*TO BE DONE*
All the data must come back unchanged, except that pictures are left out.

═══ DATASET EXCERPTS

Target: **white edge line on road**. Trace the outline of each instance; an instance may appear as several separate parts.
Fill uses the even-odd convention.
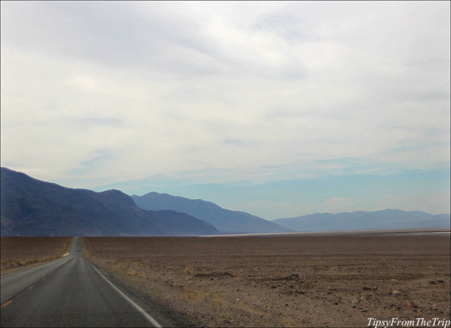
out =
[[[108,280],[108,279],[105,277],[105,276],[104,276],[104,275],[100,272],[100,271],[99,271],[99,270],[97,269],[97,267],[95,267],[94,266],[94,265],[93,265],[92,263],[89,262],[89,264],[90,264],[91,265],[92,265],[92,267],[93,267],[93,268],[94,268],[94,269],[97,272],[97,273],[98,273],[99,274],[100,274],[100,277],[101,277],[104,279],[105,279],[105,281],[106,281],[107,283],[109,283],[109,284],[111,286],[111,287],[113,287],[113,288],[114,288],[114,289],[115,289],[118,293],[119,293],[121,294],[121,296],[122,297],[123,297],[123,298],[125,299],[125,300],[127,300],[129,303],[130,303],[132,305],[133,305],[133,307],[134,307],[136,310],[137,310],[139,312],[140,312],[141,313],[142,313],[142,315],[144,315],[144,316],[146,317],[146,319],[147,319],[147,320],[150,322],[150,323],[151,323],[151,324],[153,324],[154,327],[156,327],[156,328],[161,328],[161,327],[163,327],[163,326],[161,326],[160,324],[159,324],[159,323],[158,323],[158,322],[157,322],[155,319],[154,319],[153,317],[152,317],[149,315],[149,313],[147,313],[146,311],[144,311],[144,309],[143,309],[142,308],[141,308],[140,305],[137,305],[137,304],[136,304],[135,302],[133,302],[133,301],[132,301],[132,300],[131,300],[128,296],[126,296],[125,294],[124,294],[122,291],[121,291],[121,290],[120,290],[118,287],[116,287],[116,286],[114,286],[111,281],[110,281],[109,280]]]

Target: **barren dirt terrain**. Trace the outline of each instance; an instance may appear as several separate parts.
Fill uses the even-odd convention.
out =
[[[1,274],[62,257],[73,237],[1,237]]]
[[[450,235],[84,238],[114,279],[206,327],[450,320]]]

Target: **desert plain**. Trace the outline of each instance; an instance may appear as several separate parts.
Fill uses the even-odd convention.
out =
[[[73,237],[8,237],[1,241],[0,272],[6,274],[68,254]]]
[[[194,327],[450,320],[450,233],[85,237],[117,284]],[[3,246],[2,246],[3,247]]]

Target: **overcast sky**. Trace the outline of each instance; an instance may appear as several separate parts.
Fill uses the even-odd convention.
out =
[[[266,219],[450,212],[450,1],[1,2],[1,166]]]

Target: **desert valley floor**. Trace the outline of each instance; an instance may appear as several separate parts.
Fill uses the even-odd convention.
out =
[[[363,327],[450,320],[450,234],[82,239],[85,256],[183,324]]]

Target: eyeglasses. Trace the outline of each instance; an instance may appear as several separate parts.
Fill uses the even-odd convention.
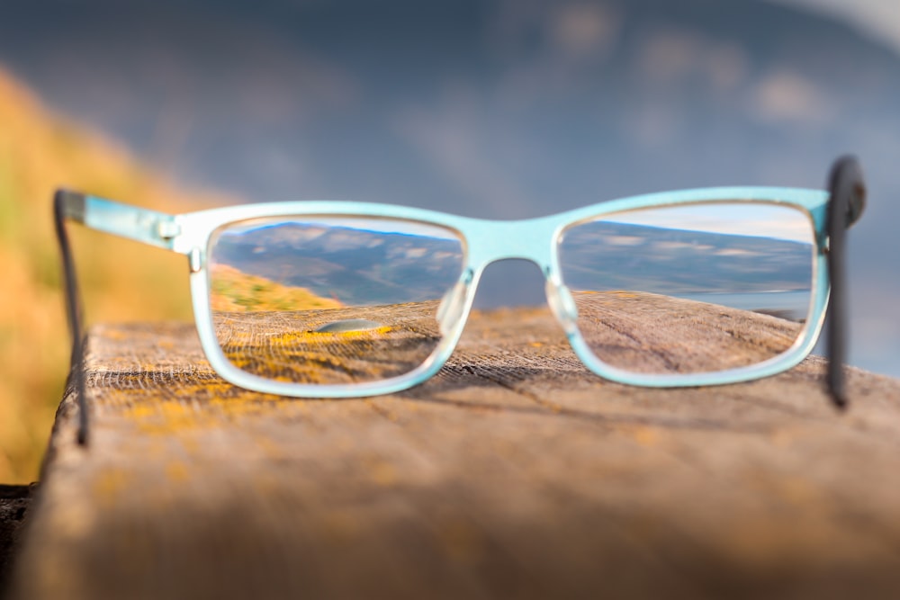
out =
[[[843,231],[864,203],[859,166],[845,157],[829,191],[668,192],[524,220],[318,201],[169,215],[70,191],[57,193],[55,210],[79,388],[67,219],[187,256],[200,341],[228,381],[351,398],[434,375],[485,267],[508,258],[540,267],[572,350],[608,380],[705,386],[783,372],[814,345],[830,293],[841,327]],[[830,337],[842,406],[842,336]]]

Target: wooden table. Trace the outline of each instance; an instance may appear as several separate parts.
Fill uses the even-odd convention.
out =
[[[839,414],[824,366],[627,387],[506,310],[420,387],[296,400],[217,378],[193,326],[99,327],[15,597],[897,597],[900,381],[849,370]]]

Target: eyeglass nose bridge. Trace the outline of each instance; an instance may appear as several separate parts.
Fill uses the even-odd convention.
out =
[[[562,282],[557,265],[558,224],[549,218],[516,221],[472,219],[466,232],[467,266],[456,284],[441,300],[437,320],[447,334],[466,312],[482,273],[492,263],[526,260],[544,273],[544,295],[554,316],[567,336],[576,333],[578,308]]]

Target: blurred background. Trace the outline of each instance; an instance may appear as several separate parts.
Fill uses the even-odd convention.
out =
[[[893,0],[4,0],[0,482],[38,477],[68,371],[50,193],[186,211],[353,199],[537,216],[821,187],[857,154],[850,363],[900,376]],[[181,257],[79,233],[90,320],[190,318]],[[482,307],[544,302],[492,267]]]

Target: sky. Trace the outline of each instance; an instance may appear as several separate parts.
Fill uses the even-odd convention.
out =
[[[9,0],[0,63],[188,184],[519,219],[860,156],[851,362],[900,376],[900,18],[857,0]],[[128,199],[122,199],[127,201]],[[543,301],[503,265],[482,306]]]

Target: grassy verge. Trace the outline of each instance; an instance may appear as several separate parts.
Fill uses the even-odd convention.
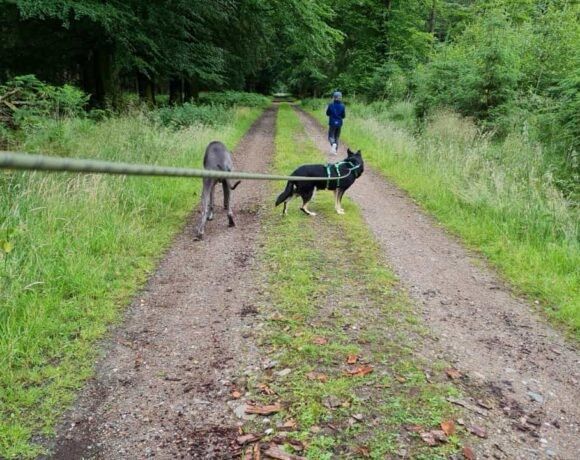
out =
[[[259,115],[179,131],[127,116],[47,121],[22,150],[197,166],[216,138],[234,146]],[[198,181],[0,173],[0,458],[34,457],[90,376],[95,340],[120,317],[196,202]]]
[[[318,159],[296,114],[281,107],[275,170],[287,173]],[[456,435],[428,447],[417,431],[438,428],[452,416],[445,397],[456,390],[437,378],[443,363],[414,356],[422,328],[379,259],[359,211],[345,199],[346,215],[337,216],[332,200],[331,193],[318,194],[311,206],[319,213],[314,218],[302,214],[297,202],[286,217],[279,208],[266,216],[262,263],[268,288],[261,340],[275,366],[249,388],[278,396],[257,390],[246,397],[281,400],[284,410],[271,420],[277,427],[272,436],[289,451],[304,445],[302,455],[311,459],[383,459],[397,453],[446,458],[457,449]],[[355,363],[347,363],[349,355]],[[367,366],[369,374],[348,375]],[[282,431],[288,430],[284,422],[289,433]],[[252,423],[245,429],[263,430],[262,421]]]
[[[413,135],[412,113],[355,105],[344,138],[580,339],[579,208],[558,190],[540,147],[516,134],[492,142],[451,113]]]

══════

*FINAL RESULT*
Target: **white edge line on road**. Trace the outline of each instance; an instance may appear as several separate parts.
Fill uses the even-odd convention.
out =
[[[108,280],[108,279],[105,277],[105,276],[104,276],[104,275],[100,272],[100,271],[99,271],[99,270],[97,269],[97,267],[95,267],[94,266],[94,265],[93,265],[92,263],[89,262],[89,264],[90,264],[91,265],[92,265],[92,267],[93,267],[93,268],[94,268],[94,269],[97,272],[97,273],[98,273],[99,274],[100,274],[100,277],[101,277],[104,279],[105,279],[105,281],[106,281],[107,283],[109,283],[109,284],[111,286],[111,287],[113,287],[113,288],[114,288],[114,289],[115,289],[118,293],[119,293],[121,294],[121,296],[122,297],[123,297],[123,298],[125,299],[125,300],[127,300],[129,303],[130,303],[132,305],[133,305],[133,307],[134,307],[136,310],[137,310],[139,312],[140,312],[141,313],[142,313],[142,315],[144,315],[144,316],[146,317],[146,319],[147,319],[147,320],[150,322],[150,323],[151,323],[151,324],[153,324],[154,327],[156,327],[156,328],[161,328],[161,327],[163,327],[163,326],[161,326],[160,324],[159,324],[159,323],[158,323],[158,322],[157,322],[155,319],[154,319],[153,317],[152,317],[149,315],[149,313],[147,313],[146,311],[144,311],[144,309],[143,309],[142,308],[141,308],[140,305],[137,305],[137,304],[136,304],[135,302],[133,302],[133,301],[132,301],[132,300],[131,300],[128,296],[126,296],[125,294],[124,294],[122,291],[121,291],[121,290],[120,290],[118,287],[116,287],[116,286],[114,286],[111,281],[110,281],[109,280]]]

Target: **barren dirt terrain**. Trace the outline of each instance; an instance may appear as several separate parts.
Fill uses the even-odd convention.
out =
[[[1,274],[62,257],[73,237],[1,237]]]
[[[450,235],[84,238],[114,279],[206,327],[450,320]]]

Target: **desert plain**. Trace the outline of each instance; an instance may appear as several separate parts.
Fill uses the even-odd convention.
out =
[[[73,237],[8,237],[1,241],[0,272],[6,274],[68,254]]]
[[[194,327],[450,320],[450,233],[85,237],[117,284]],[[3,246],[2,246],[3,247]]]

Target: **overcast sky**. Trace the outline of each instance; an instance may appear as several separate parts.
Fill uses the even-odd convention.
out =
[[[266,219],[450,212],[450,1],[1,2],[1,166]]]

Target: **desert valley floor**. Trace the outline of each instance; an instance may appear as several separate parts.
Fill uses the even-odd convention.
out =
[[[363,327],[450,320],[450,234],[82,239],[85,256],[183,324]]]

Target: eyeglasses. Trace the outline of each instance; an instance may appear as several separate parts.
Fill uses the even-odd convention.
out =
[[[843,231],[864,203],[859,166],[845,157],[829,191],[668,192],[524,220],[318,201],[169,215],[70,191],[57,193],[55,210],[79,388],[67,219],[187,256],[200,341],[228,381],[351,398],[434,375],[485,267],[508,258],[540,267],[572,350],[608,380],[705,386],[783,372],[814,345],[830,293],[841,327]],[[830,337],[842,406],[842,336]]]

Target: wooden table. Trace the outline of each instance; an instance may appear as several separate parts.
Fill uses the even-odd convention.
out =
[[[839,414],[824,366],[627,387],[506,310],[420,387],[296,400],[217,378],[193,326],[99,327],[15,597],[897,597],[900,381],[849,370]]]

Target: eyeglass nose bridge. Trace the outline of each instance; an instance may appear as several separate parts.
Fill uses the even-odd convention.
out =
[[[562,282],[557,265],[558,224],[549,218],[516,221],[472,219],[466,232],[467,266],[456,284],[441,300],[437,320],[447,334],[466,312],[482,273],[492,263],[526,260],[544,273],[544,295],[554,316],[567,336],[576,333],[578,308]]]

Target: blurred background. Trace the outline of each instance; an instance may appear as several separate parts.
Fill uses the even-odd convention.
out =
[[[893,0],[4,0],[0,482],[38,477],[68,371],[50,193],[186,211],[353,199],[537,216],[821,187],[857,154],[850,363],[900,376]],[[181,257],[79,233],[90,320],[190,318]],[[482,307],[544,302],[492,267]]]

Target: sky. Trace the outline of each instance; an instance may appear as several separate parts.
Fill uses the even-odd convention.
out =
[[[9,0],[0,63],[188,184],[519,219],[860,156],[851,362],[900,376],[900,18],[857,0]],[[128,199],[122,199],[127,201]],[[543,301],[503,265],[482,306]]]

Target: grassy verge. Trace the outline of each instance; an instance may appear as several separate parts.
Fill uses the even-odd convention.
out =
[[[259,115],[179,131],[127,116],[47,121],[22,150],[197,166],[216,138],[234,146]],[[198,181],[0,173],[0,458],[34,457],[90,376],[95,340],[120,317],[196,202]]]
[[[318,159],[296,114],[281,107],[275,170],[287,173]],[[456,435],[428,447],[417,431],[438,428],[452,416],[445,397],[456,390],[437,378],[443,363],[414,356],[422,328],[379,259],[359,211],[345,199],[346,215],[337,216],[332,200],[331,193],[318,194],[311,206],[319,213],[314,218],[302,214],[297,202],[286,217],[279,208],[266,216],[262,263],[268,288],[261,340],[275,366],[249,388],[278,396],[257,390],[246,397],[281,400],[284,410],[271,420],[277,427],[272,436],[289,451],[304,445],[302,455],[311,459],[383,459],[397,453],[446,458],[457,449]],[[355,363],[347,363],[349,355]],[[367,366],[369,374],[348,375]],[[282,431],[288,430],[284,422],[289,433]],[[252,423],[245,429],[263,430],[262,421]]]
[[[413,135],[412,113],[355,105],[344,138],[580,339],[579,208],[558,190],[540,147],[516,134],[492,142],[451,113]]]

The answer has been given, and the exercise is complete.